>> START

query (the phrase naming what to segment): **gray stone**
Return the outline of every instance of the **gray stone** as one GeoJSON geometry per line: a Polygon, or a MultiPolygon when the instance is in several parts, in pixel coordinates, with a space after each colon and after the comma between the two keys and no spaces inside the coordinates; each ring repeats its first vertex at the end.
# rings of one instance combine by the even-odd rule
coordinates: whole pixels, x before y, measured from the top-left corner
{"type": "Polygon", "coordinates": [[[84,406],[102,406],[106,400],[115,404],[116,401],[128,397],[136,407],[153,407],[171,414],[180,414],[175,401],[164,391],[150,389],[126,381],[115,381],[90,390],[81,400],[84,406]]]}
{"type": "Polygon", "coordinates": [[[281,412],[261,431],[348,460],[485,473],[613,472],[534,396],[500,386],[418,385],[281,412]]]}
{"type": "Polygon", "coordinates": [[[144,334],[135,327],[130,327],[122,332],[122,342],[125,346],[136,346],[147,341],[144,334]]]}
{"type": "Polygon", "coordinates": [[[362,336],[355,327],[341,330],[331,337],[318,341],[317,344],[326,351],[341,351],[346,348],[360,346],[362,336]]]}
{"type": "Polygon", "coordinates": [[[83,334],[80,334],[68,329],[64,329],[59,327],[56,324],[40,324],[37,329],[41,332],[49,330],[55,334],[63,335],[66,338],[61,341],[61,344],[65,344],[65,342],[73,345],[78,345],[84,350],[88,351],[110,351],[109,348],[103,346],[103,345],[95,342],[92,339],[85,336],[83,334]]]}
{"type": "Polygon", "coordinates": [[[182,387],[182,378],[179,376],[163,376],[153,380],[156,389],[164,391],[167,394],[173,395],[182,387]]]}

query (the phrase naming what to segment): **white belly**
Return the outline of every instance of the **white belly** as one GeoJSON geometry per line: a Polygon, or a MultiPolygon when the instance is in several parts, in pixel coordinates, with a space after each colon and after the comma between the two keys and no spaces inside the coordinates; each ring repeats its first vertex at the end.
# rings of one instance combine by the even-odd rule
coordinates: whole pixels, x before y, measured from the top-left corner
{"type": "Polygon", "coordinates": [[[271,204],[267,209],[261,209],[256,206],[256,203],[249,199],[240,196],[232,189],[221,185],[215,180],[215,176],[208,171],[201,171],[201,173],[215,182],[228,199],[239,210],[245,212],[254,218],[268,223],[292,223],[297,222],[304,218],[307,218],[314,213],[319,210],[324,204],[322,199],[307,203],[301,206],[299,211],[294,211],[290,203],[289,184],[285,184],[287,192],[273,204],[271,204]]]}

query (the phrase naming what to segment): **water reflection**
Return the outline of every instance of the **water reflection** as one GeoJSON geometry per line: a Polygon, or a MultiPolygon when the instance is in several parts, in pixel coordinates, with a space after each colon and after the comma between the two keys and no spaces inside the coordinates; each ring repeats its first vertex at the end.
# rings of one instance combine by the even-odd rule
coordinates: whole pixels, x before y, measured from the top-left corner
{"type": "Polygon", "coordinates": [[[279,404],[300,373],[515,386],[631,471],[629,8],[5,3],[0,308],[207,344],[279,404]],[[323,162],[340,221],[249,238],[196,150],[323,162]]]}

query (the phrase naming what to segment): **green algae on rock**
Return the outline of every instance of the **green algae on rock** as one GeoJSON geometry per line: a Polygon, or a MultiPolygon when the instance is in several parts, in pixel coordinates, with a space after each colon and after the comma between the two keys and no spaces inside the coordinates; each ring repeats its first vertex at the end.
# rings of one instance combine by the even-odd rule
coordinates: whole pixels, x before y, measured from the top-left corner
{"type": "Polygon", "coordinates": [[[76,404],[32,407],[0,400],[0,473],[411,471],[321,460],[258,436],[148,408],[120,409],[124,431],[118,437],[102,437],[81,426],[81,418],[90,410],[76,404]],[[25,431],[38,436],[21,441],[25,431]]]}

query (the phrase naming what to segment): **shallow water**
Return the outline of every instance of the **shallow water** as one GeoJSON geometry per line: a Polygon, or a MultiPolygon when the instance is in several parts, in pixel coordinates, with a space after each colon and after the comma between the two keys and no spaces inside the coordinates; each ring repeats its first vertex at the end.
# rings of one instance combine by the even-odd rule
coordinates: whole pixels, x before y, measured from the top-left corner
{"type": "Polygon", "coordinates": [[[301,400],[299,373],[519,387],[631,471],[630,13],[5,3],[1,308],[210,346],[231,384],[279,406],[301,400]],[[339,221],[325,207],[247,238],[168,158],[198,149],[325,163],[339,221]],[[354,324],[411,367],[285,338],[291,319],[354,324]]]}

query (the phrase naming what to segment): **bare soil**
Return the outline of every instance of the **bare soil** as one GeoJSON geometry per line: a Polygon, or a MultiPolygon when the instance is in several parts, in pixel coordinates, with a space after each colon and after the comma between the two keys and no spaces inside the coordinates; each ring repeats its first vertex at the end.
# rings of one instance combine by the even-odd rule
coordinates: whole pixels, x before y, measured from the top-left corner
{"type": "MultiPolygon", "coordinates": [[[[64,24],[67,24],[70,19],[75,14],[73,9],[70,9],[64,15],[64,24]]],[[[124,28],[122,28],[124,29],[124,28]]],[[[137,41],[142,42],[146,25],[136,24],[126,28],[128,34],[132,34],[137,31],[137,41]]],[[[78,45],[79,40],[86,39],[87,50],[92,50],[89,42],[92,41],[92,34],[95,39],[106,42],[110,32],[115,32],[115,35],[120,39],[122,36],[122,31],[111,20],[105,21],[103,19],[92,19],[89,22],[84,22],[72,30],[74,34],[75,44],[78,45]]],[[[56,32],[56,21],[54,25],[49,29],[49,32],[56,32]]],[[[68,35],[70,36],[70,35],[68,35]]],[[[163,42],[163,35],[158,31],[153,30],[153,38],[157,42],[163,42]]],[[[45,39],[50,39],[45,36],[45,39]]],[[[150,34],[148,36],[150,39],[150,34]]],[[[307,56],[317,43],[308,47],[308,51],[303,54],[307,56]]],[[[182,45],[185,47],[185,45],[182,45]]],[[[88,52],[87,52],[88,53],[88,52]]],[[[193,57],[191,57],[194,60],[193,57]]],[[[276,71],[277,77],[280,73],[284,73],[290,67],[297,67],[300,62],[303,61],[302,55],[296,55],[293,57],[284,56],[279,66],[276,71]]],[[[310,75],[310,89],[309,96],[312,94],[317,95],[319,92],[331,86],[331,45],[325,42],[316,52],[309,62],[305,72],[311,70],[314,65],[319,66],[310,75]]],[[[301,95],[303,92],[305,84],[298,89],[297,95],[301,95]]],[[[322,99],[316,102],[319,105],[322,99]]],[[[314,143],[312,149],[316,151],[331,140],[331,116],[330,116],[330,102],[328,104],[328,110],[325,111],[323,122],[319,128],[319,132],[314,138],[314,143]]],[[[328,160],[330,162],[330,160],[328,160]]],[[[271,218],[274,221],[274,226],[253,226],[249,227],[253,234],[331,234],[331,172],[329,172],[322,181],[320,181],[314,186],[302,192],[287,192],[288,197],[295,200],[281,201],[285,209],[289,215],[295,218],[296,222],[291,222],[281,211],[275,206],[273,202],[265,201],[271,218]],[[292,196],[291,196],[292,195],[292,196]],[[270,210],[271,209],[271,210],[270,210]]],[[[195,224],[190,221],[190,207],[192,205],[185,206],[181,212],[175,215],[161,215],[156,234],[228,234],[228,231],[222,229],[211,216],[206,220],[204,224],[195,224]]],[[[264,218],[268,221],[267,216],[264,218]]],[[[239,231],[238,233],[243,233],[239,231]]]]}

>> END

What to work on: Take the listing above and write it out again exactly.

Answer for the task:
query (the phrase naming what to segment): **gray stone**
Return the outline of every instance of the **gray stone** as one GeoJSON geometry per line: a Polygon, or a MultiPolygon when the instance is in several parts, in pixel coordinates, with a space after each colon and after the comma between the two keys and no spaces inside the coordinates; each ring repeats its first vertex at the end.
# rings of one instance combine by the even-odd rule
coordinates: whole pixels, x before y, measured from the top-left corner
{"type": "Polygon", "coordinates": [[[84,406],[102,406],[106,400],[115,404],[116,401],[128,397],[136,407],[153,407],[171,414],[180,414],[175,401],[164,391],[150,389],[126,381],[115,381],[90,390],[81,400],[84,406]]]}
{"type": "Polygon", "coordinates": [[[281,412],[261,431],[348,460],[485,473],[613,472],[534,396],[500,386],[418,385],[281,412]]]}
{"type": "Polygon", "coordinates": [[[144,334],[135,327],[130,327],[122,332],[122,342],[125,346],[136,346],[147,341],[144,334]]]}
{"type": "Polygon", "coordinates": [[[362,336],[355,327],[341,330],[331,337],[318,341],[317,344],[326,351],[341,351],[346,348],[360,346],[362,336]]]}
{"type": "Polygon", "coordinates": [[[83,334],[80,334],[68,329],[64,329],[59,327],[56,324],[40,324],[37,329],[41,332],[49,330],[55,334],[63,335],[66,338],[61,341],[61,344],[65,344],[65,342],[73,345],[78,345],[84,350],[88,351],[110,351],[109,348],[103,346],[103,345],[95,342],[92,339],[85,336],[83,334]]]}
{"type": "Polygon", "coordinates": [[[182,387],[182,378],[179,376],[163,376],[153,380],[156,389],[164,391],[167,394],[173,395],[182,387]]]}

query (the phrase naming what to segment): **white belly**
Return the outline of every instance of the **white belly** as one GeoJSON geometry per line: a Polygon, or a MultiPolygon when the instance is in several parts, in pixel coordinates, with a space after each colon and after the comma between the two keys and no spaces inside the coordinates; each ring repeats its first vertex at the end.
# rings of one instance combine by the even-odd rule
coordinates: whole pixels, x before y, measured from the top-left corner
{"type": "Polygon", "coordinates": [[[271,204],[267,209],[261,209],[256,206],[256,203],[249,199],[240,196],[232,189],[221,185],[215,180],[215,176],[208,171],[201,171],[201,173],[215,182],[228,199],[239,210],[245,212],[254,218],[268,223],[292,223],[297,222],[304,218],[307,218],[314,213],[319,210],[324,204],[322,199],[307,203],[301,206],[299,211],[294,211],[290,203],[289,184],[285,184],[287,192],[273,204],[271,204]]]}

query (the phrase naming what to segment): **water reflection**
Return the outline of every instance of the **water reflection** as one GeoJSON geometry per line: a Polygon, or a MultiPolygon when the instance is in several parts, in pixel coordinates, with a space after each colon and after the comma between the two keys and no spaces inside the coordinates; each ring repeats its first vertex at the end.
# rings of one instance combine by the even-odd rule
coordinates: whole pixels, x before y, measured from the top-left corner
{"type": "Polygon", "coordinates": [[[279,404],[300,373],[515,386],[631,471],[629,8],[5,3],[0,308],[207,344],[279,404]],[[323,162],[340,221],[249,238],[196,150],[323,162]]]}

query (the phrase naming what to segment): **green algae on rock**
Return the outline of every instance of the **green algae on rock** as one GeoJSON geometry per line: a Polygon, or a MultiPolygon when the instance is in several parts, in pixel coordinates, with a space after each colon and after the comma between the two keys and no spaces inside the coordinates; each ring repeats its first vertex at the end.
# rings of one instance combine by the even-odd rule
coordinates: whole pixels, x before y, measured from the top-left corner
{"type": "Polygon", "coordinates": [[[76,404],[32,407],[0,400],[0,473],[411,471],[321,460],[258,436],[148,408],[120,409],[124,431],[118,437],[102,437],[81,426],[81,418],[90,410],[76,404]],[[25,431],[38,436],[21,441],[25,431]]]}

query (the phrase naming what to segment): **shallow water**
Return the outline of every instance of the **shallow water** as one GeoJSON geometry per line: a Polygon, or a MultiPolygon when the instance is in several parts, in pixel coordinates, with a space after each colon and after the comma between the two keys and no spaces inside the coordinates; each ring repeats its first vertex at the end.
# rings of one instance combine by the even-odd rule
coordinates: whole pixels, x before y, measured from the top-left corner
{"type": "Polygon", "coordinates": [[[301,400],[299,373],[519,387],[631,471],[630,13],[5,3],[1,308],[210,346],[231,384],[279,406],[301,400]],[[339,221],[325,207],[247,238],[168,158],[198,149],[325,163],[339,221]],[[354,324],[411,367],[285,338],[291,319],[354,324]]]}

query (the phrase naming what to segment): **bare soil**
Return the outline of every instance of the **bare soil** as one GeoJSON geometry per line: a Polygon, or a MultiPolygon when the instance is in several parts, in pixel coordinates, with a space after each colon and after the comma between the two keys and no spaces inside the coordinates; each ring repeats its first vertex at the end.
# rings of one instance combine by the even-odd rule
coordinates: whole pixels, x before y, measured from the top-left corner
{"type": "MultiPolygon", "coordinates": [[[[64,24],[67,24],[70,19],[75,14],[73,9],[70,9],[64,15],[64,24]]],[[[124,28],[122,28],[124,29],[124,28]]],[[[137,41],[142,42],[146,25],[136,24],[126,28],[128,34],[132,34],[137,31],[137,41]]],[[[78,45],[79,40],[86,39],[87,50],[92,50],[89,42],[92,41],[92,34],[95,39],[106,42],[110,32],[115,32],[115,35],[120,39],[122,36],[122,31],[111,20],[105,21],[103,19],[92,19],[89,22],[84,22],[72,30],[74,34],[75,44],[78,45]]],[[[56,32],[56,21],[54,25],[49,29],[49,32],[56,32]]],[[[68,35],[70,36],[70,35],[68,35]]],[[[163,42],[163,35],[158,31],[153,30],[153,38],[157,42],[163,42]]],[[[45,39],[50,39],[45,36],[45,39]]],[[[150,34],[148,36],[150,39],[150,34]]],[[[307,56],[317,43],[308,47],[308,51],[303,54],[307,56]]],[[[182,45],[185,47],[185,45],[182,45]]],[[[88,52],[87,52],[88,53],[88,52]]],[[[193,57],[191,57],[194,60],[193,57]]],[[[276,71],[277,77],[280,73],[284,73],[290,67],[297,67],[300,62],[303,61],[302,55],[296,55],[293,57],[284,56],[279,66],[276,71]]],[[[310,75],[310,89],[309,96],[312,94],[317,95],[319,92],[331,86],[331,45],[325,42],[316,52],[309,62],[305,72],[311,70],[314,65],[319,66],[310,75]]],[[[301,95],[303,92],[305,84],[298,89],[297,95],[301,95]]],[[[322,99],[316,102],[319,105],[322,99]]],[[[314,143],[312,149],[316,151],[331,140],[331,116],[330,116],[330,102],[328,104],[328,110],[325,111],[323,122],[319,128],[319,132],[314,138],[314,143]]],[[[328,160],[330,162],[330,160],[328,160]]],[[[271,218],[274,221],[274,226],[253,226],[249,227],[253,234],[331,234],[331,172],[329,172],[322,181],[320,181],[314,186],[302,192],[287,192],[288,197],[295,200],[281,201],[285,209],[289,215],[295,218],[296,222],[291,222],[281,211],[275,206],[273,202],[265,201],[271,218]],[[292,196],[291,196],[292,195],[292,196]],[[270,210],[271,209],[271,210],[270,210]]],[[[195,224],[190,221],[190,207],[192,205],[185,206],[181,212],[175,215],[161,215],[156,234],[228,234],[228,231],[222,229],[211,216],[206,220],[204,224],[195,224]]],[[[264,218],[268,221],[267,216],[264,218]]],[[[239,231],[238,233],[243,233],[239,231]]]]}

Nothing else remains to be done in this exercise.